ACTION ITEM
All of the data needs to be printed again, exactly as written.

MATERIAL TO PROCESS
^^^^^^^^

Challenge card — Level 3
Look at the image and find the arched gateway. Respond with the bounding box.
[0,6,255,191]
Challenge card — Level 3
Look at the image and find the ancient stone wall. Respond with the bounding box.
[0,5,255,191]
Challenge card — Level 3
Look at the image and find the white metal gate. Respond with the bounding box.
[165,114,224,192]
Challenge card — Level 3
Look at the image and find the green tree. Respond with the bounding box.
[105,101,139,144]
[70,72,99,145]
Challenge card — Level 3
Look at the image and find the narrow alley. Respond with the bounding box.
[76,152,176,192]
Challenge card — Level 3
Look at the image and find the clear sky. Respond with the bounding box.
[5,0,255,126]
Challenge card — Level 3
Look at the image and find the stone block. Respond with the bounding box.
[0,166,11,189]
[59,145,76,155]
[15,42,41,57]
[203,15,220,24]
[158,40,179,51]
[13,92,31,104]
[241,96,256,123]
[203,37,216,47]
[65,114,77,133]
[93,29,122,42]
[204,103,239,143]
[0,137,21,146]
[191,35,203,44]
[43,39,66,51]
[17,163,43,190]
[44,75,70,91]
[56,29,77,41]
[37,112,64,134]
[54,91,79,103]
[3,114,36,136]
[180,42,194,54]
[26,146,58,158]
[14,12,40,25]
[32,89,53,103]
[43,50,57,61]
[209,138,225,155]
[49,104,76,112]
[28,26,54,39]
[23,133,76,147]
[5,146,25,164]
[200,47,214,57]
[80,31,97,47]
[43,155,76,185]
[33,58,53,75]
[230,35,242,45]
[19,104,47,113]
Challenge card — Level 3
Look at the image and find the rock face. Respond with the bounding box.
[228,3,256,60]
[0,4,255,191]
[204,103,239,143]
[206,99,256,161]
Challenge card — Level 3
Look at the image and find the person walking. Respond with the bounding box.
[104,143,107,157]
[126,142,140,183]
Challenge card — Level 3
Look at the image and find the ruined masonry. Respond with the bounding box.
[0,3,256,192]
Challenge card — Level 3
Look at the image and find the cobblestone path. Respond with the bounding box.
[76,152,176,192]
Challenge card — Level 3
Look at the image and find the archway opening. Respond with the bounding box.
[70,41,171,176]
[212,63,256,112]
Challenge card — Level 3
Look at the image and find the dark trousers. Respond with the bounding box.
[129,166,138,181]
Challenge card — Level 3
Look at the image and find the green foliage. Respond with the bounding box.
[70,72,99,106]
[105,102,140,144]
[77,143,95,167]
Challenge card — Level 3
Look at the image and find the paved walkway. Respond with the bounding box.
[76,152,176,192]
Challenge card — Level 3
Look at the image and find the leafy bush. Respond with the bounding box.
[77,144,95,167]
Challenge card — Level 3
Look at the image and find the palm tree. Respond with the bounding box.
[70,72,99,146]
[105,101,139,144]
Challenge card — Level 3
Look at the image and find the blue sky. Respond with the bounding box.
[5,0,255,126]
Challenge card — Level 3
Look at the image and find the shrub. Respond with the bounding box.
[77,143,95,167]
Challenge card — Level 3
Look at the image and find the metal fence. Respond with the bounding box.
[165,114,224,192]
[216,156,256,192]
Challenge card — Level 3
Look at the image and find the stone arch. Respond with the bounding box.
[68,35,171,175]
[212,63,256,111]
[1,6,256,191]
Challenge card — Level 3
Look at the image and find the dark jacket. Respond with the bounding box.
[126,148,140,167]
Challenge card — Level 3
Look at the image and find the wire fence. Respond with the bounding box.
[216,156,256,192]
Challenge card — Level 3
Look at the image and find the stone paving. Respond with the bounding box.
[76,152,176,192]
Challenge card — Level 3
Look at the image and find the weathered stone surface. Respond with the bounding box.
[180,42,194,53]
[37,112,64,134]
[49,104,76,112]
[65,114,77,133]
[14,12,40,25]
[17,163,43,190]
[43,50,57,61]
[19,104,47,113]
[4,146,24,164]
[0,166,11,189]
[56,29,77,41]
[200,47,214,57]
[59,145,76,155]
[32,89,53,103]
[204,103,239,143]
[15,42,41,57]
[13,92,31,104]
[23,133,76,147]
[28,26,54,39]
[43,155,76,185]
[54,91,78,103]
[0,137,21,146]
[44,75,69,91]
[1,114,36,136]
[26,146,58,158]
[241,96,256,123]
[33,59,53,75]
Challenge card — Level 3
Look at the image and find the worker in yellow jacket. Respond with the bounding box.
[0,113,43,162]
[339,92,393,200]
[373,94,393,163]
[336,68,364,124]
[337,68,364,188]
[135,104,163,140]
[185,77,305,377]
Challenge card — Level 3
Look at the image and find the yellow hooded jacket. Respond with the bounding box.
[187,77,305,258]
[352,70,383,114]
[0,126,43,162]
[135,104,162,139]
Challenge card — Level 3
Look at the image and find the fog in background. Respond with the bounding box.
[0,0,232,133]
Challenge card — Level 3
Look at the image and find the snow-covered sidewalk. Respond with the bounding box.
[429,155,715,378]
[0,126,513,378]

^^^^^^^^

RESULT OF THIS EXERCISE
Challenge card — Level 3
Look at the image and find the arched gateway. Respond with the bounding box.
[0,6,255,191]
Challenge card — Level 3
Look at the image and find the ancient stone wall. Respond with the bounding box.
[0,5,255,191]
Challenge card — Level 3
Look at the image and find the white metal gate. Respond with the bounding box.
[165,114,224,192]
Challenge card — Level 3
Look at the image and find the green tree. Respond with the bounding box.
[105,101,139,144]
[70,72,99,145]
Challenge card — Level 3
Look at the image and find the narrow alley. Respond with the bounding box.
[76,152,176,192]
Challenge card — Level 3
Look at the image and find the clear sky. Respond with the bounding box.
[5,0,255,126]
Challenge card — Level 3
Look at the image and find the stone block. Respond with the bounding box.
[0,166,11,189]
[59,145,76,155]
[15,42,41,57]
[203,15,220,24]
[158,40,179,51]
[13,92,31,104]
[241,96,256,123]
[203,37,216,47]
[65,114,77,133]
[93,29,122,42]
[204,103,239,143]
[0,137,21,146]
[191,35,203,44]
[43,39,66,51]
[17,163,43,190]
[44,75,70,91]
[56,29,77,41]
[37,112,64,134]
[54,91,79,103]
[3,114,36,136]
[180,42,194,54]
[26,146,58,158]
[14,12,40,25]
[32,89,53,103]
[43,50,57,61]
[209,138,225,155]
[49,104,76,112]
[28,26,54,39]
[23,133,76,147]
[5,146,25,164]
[200,47,214,57]
[80,31,97,47]
[43,155,76,185]
[33,58,53,75]
[230,35,242,45]
[19,104,47,113]
Challenge card — Level 3
Look at the image and find the rock face. Respond with the bounding box.
[228,3,256,60]
[0,4,255,191]
[204,103,239,143]
[206,99,256,161]
Challenge card — Level 3
Look at the image and find the person walking. Respond with the bounding box.
[104,143,107,157]
[126,142,140,183]
Challenge card — Level 3
Look at the image and find the ruined masonry. Respond with the bounding box.
[0,3,256,192]
Challenge card — Level 3
Look at the image and find the cobblestone path. Respond with the bounding box.
[76,152,176,192]
Challenge card — Level 3
Look at the image and find the archway opening. Respond with the bounding box.
[70,41,171,176]
[212,63,256,112]
Challenge card — Level 3
Look at the image and find the dark trousers. Respond with the bounding box.
[129,166,138,181]
Challenge card — Level 3
Look at the image and find the green foliage. Respond with the bounding box.
[70,72,99,106]
[105,102,140,144]
[77,143,95,167]
Challenge card — Level 3
Look at the image and find the paved walkway. Respond with the bounding box.
[76,152,176,192]
Challenge card — Level 3
Look at the image and find the leafy bush. Respond with the bounding box.
[77,144,95,167]
Challenge card — Level 3
Look at the image and find the palm tree. Respond with the bounding box.
[70,72,99,146]
[105,101,139,144]
Challenge card — Level 3
Look at the image and find the blue sky. Respond with the bounding box.
[5,0,255,126]
Challenge card — Level 3
Look at the image and find the shrub. Respond with the bounding box.
[77,143,95,167]
Challenge card — Level 3
Look at the image and find the metal fence. Respond with the bounding box.
[165,114,224,192]
[216,156,256,192]
Challenge card — Level 3
Look at the image and find the stone arch. Respond with the bounding box.
[68,35,171,175]
[212,63,256,111]
[1,6,256,191]
Challenge card — Level 3
Look at the image and find the dark jacket. Respond with the bounding box.
[126,148,140,167]
Challenge card — Level 3
Look at the image and find the wire fence. Respond with the bounding box.
[216,156,256,192]
Challenge card — Level 3
Look at the image and find the stone paving. Respond with the bounding box.
[76,152,176,192]
Challenge card — Level 3
Look at the image and find the weathered stone surface. Respond with the bounding box.
[180,42,194,53]
[37,112,64,134]
[49,104,76,112]
[65,114,77,133]
[14,12,40,25]
[17,163,43,190]
[43,50,57,61]
[19,104,47,113]
[4,146,24,164]
[0,166,11,189]
[56,29,77,41]
[200,47,214,57]
[59,145,76,155]
[32,89,53,103]
[204,103,239,143]
[15,42,41,57]
[13,92,31,104]
[23,133,76,147]
[28,26,54,39]
[43,155,76,185]
[54,91,78,103]
[0,137,21,146]
[44,75,69,91]
[1,114,36,136]
[26,146,58,158]
[241,96,256,123]
[33,59,53,75]
Challenge card — Level 3
Look at the image and find the worker in yellow jacket. Respond with the bounding box.
[0,113,43,162]
[339,92,393,200]
[373,94,393,163]
[336,68,364,124]
[337,68,364,188]
[135,104,163,140]
[185,77,305,377]
Challenge card — Level 3
Look at the image and find the yellow hooded jacket. Respond with the bounding box.
[187,77,305,258]
[352,70,383,114]
[0,126,43,162]
[135,104,162,139]
Challenge card — Level 3
Look at the image and find the fog in background. Respond with the bounding box.
[0,0,232,133]
Challenge card — Level 3
Look at the image and find the snow-covered sidewalk. Respond with the bounding box.
[429,155,715,378]
[0,126,513,378]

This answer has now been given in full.